Starting at the line containing "Reviewer note: check that each instance of the river" and continuing through the end of the rows, rewrite those lines with every "small wooden boat" replaced by "wooden rowboat", keeping everything else unchanged. Leave the pictures out of your answer.

Rows from a dataset
┌──

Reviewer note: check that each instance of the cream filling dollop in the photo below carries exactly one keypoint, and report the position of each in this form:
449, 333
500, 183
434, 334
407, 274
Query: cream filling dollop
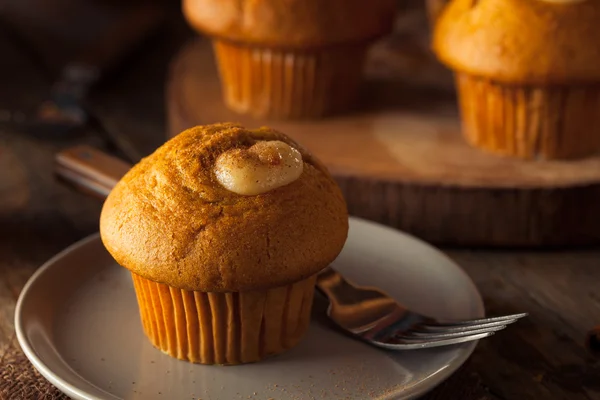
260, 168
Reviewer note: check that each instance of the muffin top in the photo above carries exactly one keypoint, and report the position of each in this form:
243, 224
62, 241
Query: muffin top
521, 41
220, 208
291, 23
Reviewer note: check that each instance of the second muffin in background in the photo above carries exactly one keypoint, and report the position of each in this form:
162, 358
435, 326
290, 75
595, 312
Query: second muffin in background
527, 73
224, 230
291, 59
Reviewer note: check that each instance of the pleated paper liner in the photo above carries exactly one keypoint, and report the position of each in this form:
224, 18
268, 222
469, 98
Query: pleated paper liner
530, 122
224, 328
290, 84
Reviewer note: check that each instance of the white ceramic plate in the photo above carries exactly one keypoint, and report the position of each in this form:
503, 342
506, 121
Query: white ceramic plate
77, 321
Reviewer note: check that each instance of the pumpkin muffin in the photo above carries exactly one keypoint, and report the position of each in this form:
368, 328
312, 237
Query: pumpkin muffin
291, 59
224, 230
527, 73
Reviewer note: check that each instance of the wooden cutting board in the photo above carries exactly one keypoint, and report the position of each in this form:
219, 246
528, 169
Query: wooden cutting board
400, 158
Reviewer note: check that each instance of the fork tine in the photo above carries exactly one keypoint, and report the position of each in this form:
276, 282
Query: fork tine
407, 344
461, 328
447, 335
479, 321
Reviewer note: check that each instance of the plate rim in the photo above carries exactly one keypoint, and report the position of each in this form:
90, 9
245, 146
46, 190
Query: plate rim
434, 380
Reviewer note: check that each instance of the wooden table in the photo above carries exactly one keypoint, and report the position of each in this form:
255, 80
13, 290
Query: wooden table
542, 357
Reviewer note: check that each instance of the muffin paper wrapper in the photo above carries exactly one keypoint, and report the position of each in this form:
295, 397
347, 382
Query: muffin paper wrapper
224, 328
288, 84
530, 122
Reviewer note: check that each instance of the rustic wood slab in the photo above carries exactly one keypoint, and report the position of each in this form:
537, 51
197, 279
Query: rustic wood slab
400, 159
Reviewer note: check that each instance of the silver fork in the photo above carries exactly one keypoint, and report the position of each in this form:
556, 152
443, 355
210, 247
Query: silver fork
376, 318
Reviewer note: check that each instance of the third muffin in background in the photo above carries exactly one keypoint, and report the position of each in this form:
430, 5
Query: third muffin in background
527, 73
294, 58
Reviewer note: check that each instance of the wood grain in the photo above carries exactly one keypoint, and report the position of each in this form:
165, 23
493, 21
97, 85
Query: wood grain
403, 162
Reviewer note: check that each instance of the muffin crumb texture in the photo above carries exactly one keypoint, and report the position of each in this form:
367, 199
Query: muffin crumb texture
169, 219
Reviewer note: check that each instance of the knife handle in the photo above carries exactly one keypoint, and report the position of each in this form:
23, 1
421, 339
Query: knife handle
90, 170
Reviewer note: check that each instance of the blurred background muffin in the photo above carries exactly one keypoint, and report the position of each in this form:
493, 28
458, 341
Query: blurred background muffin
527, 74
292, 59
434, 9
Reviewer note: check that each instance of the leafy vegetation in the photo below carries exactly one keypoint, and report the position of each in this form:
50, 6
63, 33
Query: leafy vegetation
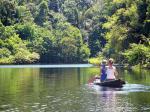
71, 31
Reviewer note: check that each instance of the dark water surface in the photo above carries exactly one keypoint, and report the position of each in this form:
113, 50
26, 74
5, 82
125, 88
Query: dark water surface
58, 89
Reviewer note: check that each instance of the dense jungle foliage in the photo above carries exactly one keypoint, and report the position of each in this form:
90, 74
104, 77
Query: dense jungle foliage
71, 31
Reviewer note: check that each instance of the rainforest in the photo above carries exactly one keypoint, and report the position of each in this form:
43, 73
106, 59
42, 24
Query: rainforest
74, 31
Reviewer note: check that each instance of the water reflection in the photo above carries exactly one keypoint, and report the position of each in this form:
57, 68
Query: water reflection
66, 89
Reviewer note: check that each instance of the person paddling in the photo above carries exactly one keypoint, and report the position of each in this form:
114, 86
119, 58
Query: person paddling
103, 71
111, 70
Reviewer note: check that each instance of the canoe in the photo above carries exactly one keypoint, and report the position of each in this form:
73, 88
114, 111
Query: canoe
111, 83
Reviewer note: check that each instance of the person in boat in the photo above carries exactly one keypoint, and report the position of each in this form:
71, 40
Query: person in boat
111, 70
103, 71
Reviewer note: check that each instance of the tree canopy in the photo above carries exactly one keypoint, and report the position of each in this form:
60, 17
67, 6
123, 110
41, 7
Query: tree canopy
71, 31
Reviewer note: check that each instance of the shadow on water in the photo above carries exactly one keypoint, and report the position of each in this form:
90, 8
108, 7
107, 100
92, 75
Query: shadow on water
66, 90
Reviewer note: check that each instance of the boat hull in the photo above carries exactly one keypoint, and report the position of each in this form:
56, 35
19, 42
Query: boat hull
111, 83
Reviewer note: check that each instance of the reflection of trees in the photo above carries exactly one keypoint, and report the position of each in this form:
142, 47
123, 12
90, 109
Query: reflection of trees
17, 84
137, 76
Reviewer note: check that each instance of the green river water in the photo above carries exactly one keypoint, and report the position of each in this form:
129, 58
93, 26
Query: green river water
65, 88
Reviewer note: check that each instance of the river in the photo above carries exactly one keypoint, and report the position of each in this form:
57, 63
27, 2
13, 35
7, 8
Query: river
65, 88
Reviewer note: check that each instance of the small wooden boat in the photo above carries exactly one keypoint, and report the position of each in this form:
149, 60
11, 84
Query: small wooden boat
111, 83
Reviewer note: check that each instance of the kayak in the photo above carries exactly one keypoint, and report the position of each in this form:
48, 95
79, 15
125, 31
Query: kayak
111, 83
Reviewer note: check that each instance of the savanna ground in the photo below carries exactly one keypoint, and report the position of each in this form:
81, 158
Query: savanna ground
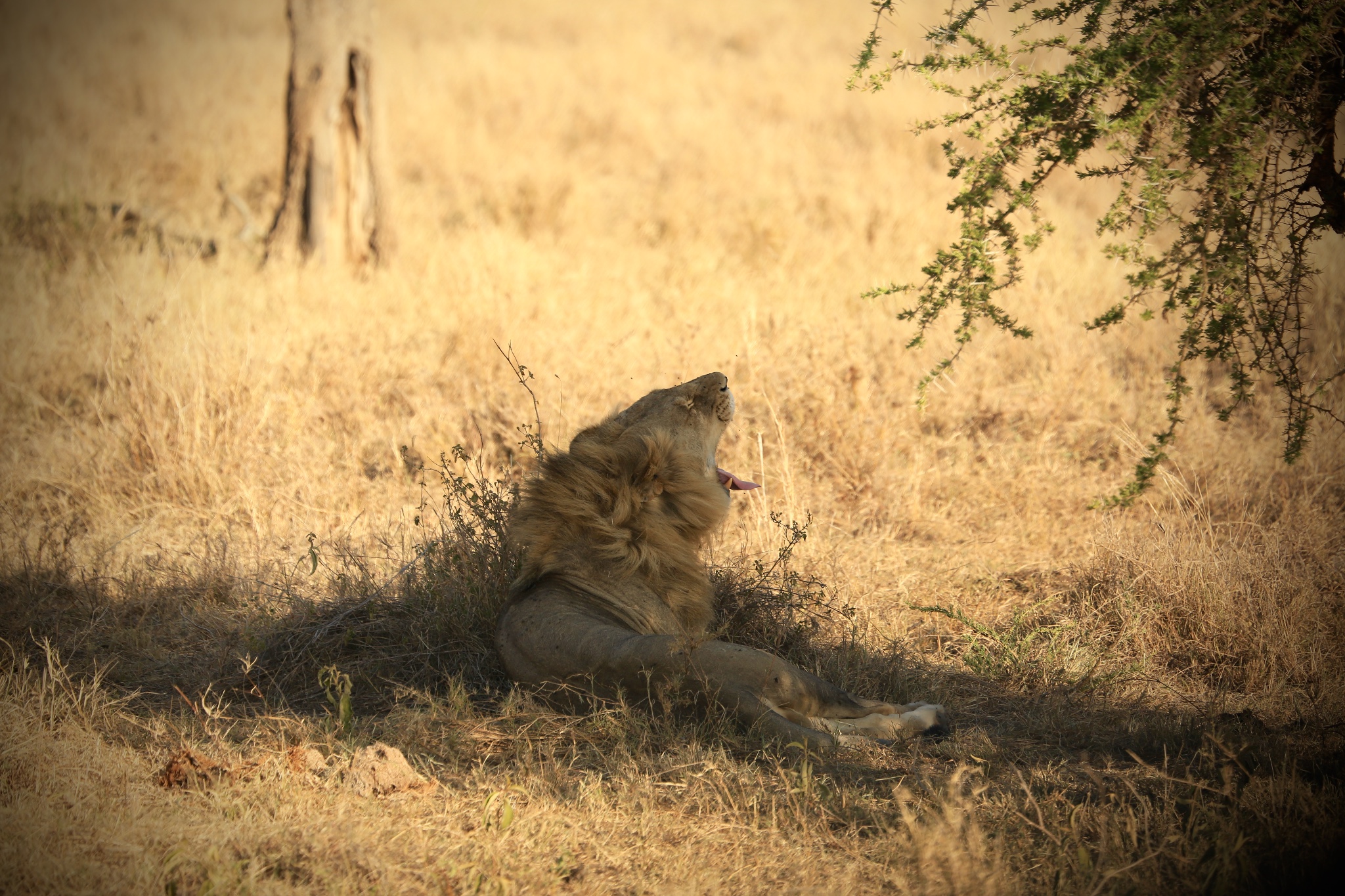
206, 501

└──

→ **Solution**
Reviewer note: check that each instance of the river in the photo above carries exactly one keypoint, and report the position of each in this form:
57, 63
27, 2
13, 35
7, 8
Query: river
65, 88
Reviewer note: check that each instance of the wooden rowboat in the photo above carries exactly one keypoint, and report the position of each in this form:
149, 60
11, 84
Query: wooden rowboat
111, 83
Reviewer note: check that each instance of the kayak in the photo above carries exactly one keypoint, and report the position of each in this form:
48, 95
79, 15
125, 31
Query: kayak
111, 83
Reviewer note: check that each instance of the savanna ground in the photo below carries exactly one keypoint, and report the position of each in this form:
81, 158
Query: savanna ground
206, 501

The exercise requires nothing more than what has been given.